*Text provided*
········
In some ways, dealing with petroleum will be harder than dealing with coal, even though, as I tried to show here, petroleum has never been necessary, it is more of a cultural choice, e.g., suburbs, while the electricity that coal produces really is vital to industrial civilization.  So logically, it should be easier to eliminate petroleum than coal, culturally it will be more difficult.  

But it will still be very difficult to eliminate the use of coal, obviously, because of its unfortunate necessity before we transform the society, so we need to proceed on both fronts, toward eliminating petroleum and coal, at once.

One last point -- I think that there would be an important demonstration effect if the US was to embark on these projects, so it is not necessarily true that all the petroleum (and coal) will be used up no matter what the US does, as Cohen seems to argue.

Not neccisarilly "wasted"

Greyflcn, there may be the capacity to charge those cars (I'm assuming plug-ins are an intermediate step to all-electric), but are you saying that all of those kwhrs are currently being wasted, on the order of 1/4 of the electricity we generate?

Well, you do need to add more fuel to get the desired kwh's.
········
*Listed records*
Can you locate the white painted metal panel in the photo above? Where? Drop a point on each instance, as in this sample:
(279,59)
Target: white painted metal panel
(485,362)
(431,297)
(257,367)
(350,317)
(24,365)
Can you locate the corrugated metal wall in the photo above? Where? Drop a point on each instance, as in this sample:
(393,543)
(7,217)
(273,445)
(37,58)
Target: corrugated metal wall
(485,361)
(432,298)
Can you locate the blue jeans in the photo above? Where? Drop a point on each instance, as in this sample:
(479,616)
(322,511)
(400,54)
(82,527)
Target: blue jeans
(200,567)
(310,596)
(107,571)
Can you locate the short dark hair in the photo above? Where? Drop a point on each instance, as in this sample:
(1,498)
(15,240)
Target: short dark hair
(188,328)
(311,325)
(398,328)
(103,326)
········
*Stated task 1*
Answer these from the text about petroleum and coal.
(a) What example does it give of petroleum use being a cultural choice?
(b) What does it call vital to industrial civilization?
(c) Whose view is that all the petroleum and coal will be used up no matter what the US does?
*Stated task 2*
Print the text about petroleum and coal from "But it will" to "electricity we generate?".

*Exercise solution 1*
(a) Suburbs.
(b) The electricity that coal produces.
(c) Cohen's.

*Exercise solution 2*
But it will still be very difficult to eliminate the use of coal, obviously, because of its unfortunate necessity before we transform the society, so we need to proceed on both fronts, toward eliminating petroleum and coal, at once.

One last point -- I think that there would be an important demonstration effect if the US was to embark on these projects, so it is not necessarily true that all the petroleum (and coal) will be used up no matter what the US does, as Cohen seems to argue.

Not neccisarilly "wasted"

Greyflcn, there may be the capacity to charge those cars (I'm assuming plug-ins are an intermediate step to all-electric), but are you saying that all of those kwhrs are currently being wasted, on the order of 1/4 of the electricity we generate?